AIM
Convert every one of the records below into a two-column CSV with the header text,answer and one row per record. Put each record's text and its answer in separate quoted fields, replacing line breaks with spaces, and leave the pictures out.

─── MATERIAL TO PROCESS

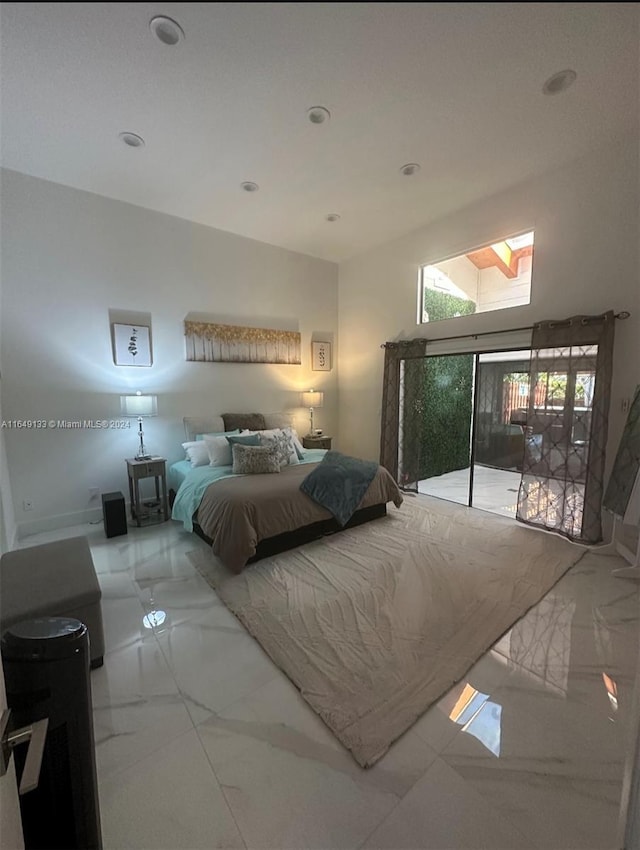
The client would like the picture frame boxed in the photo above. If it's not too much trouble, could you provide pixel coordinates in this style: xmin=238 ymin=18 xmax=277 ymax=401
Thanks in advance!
xmin=311 ymin=342 xmax=331 ymax=372
xmin=112 ymin=323 xmax=153 ymax=366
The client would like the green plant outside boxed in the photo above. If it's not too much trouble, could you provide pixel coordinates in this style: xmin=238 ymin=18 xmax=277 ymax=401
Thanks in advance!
xmin=424 ymin=288 xmax=476 ymax=322
xmin=420 ymin=352 xmax=474 ymax=479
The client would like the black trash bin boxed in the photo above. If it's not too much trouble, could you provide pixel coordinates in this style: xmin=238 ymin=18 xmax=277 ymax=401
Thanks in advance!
xmin=0 ymin=617 xmax=102 ymax=850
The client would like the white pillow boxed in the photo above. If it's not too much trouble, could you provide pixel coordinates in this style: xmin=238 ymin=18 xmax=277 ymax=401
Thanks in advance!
xmin=202 ymin=434 xmax=233 ymax=466
xmin=282 ymin=427 xmax=304 ymax=460
xmin=182 ymin=440 xmax=210 ymax=466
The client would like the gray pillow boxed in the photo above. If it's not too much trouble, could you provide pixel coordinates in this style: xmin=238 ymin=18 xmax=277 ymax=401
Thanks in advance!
xmin=222 ymin=413 xmax=267 ymax=431
xmin=231 ymin=443 xmax=280 ymax=475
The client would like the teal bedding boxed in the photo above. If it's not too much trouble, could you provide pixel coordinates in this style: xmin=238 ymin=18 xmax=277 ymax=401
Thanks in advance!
xmin=168 ymin=460 xmax=193 ymax=493
xmin=171 ymin=449 xmax=327 ymax=531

──────

ANSWER FOR THIS EXERCISE
text,answer
"The client would like the picture frame boxed in the photo above. If it's not too much trouble, could you provide pixel coordinates in this style: xmin=238 ymin=18 xmax=277 ymax=401 Thanks in advance!","xmin=311 ymin=342 xmax=331 ymax=372 xmin=112 ymin=323 xmax=153 ymax=366"
"The client would like the green plant outside boxed in the photo above. If it's not too much trouble, could you provide pixel coordinates in this style: xmin=238 ymin=18 xmax=277 ymax=401 Thanks in advance!","xmin=424 ymin=288 xmax=476 ymax=322 xmin=420 ymin=352 xmax=474 ymax=479"
"The client would like the black trash bin boxed in the photo above. If it's not too much trouble, could you provide pixel coordinates in this style: xmin=238 ymin=18 xmax=277 ymax=401 Thanks in advance!","xmin=0 ymin=617 xmax=102 ymax=850"
"The client would like the white pillow boxed in the photo above. If it's not too much trouble, could you provide pixel coordinates in this style: xmin=238 ymin=18 xmax=277 ymax=401 Thanks in advance!","xmin=202 ymin=434 xmax=233 ymax=466 xmin=282 ymin=427 xmax=304 ymax=460 xmin=182 ymin=440 xmax=210 ymax=466"
"The client would like the gray pillow boxed in the photo above. If it's not too much trouble, could you provide pixel coordinates in this style: xmin=238 ymin=18 xmax=277 ymax=401 Thanks in advance!","xmin=222 ymin=413 xmax=267 ymax=431 xmin=231 ymin=443 xmax=280 ymax=475"
"The client would like the teal bedding boxed in the photo above. If it's not too much trouble, could you provide pixel coordinates in this style: xmin=238 ymin=18 xmax=277 ymax=401 Thanks in advance!","xmin=168 ymin=460 xmax=193 ymax=493 xmin=171 ymin=449 xmax=327 ymax=531"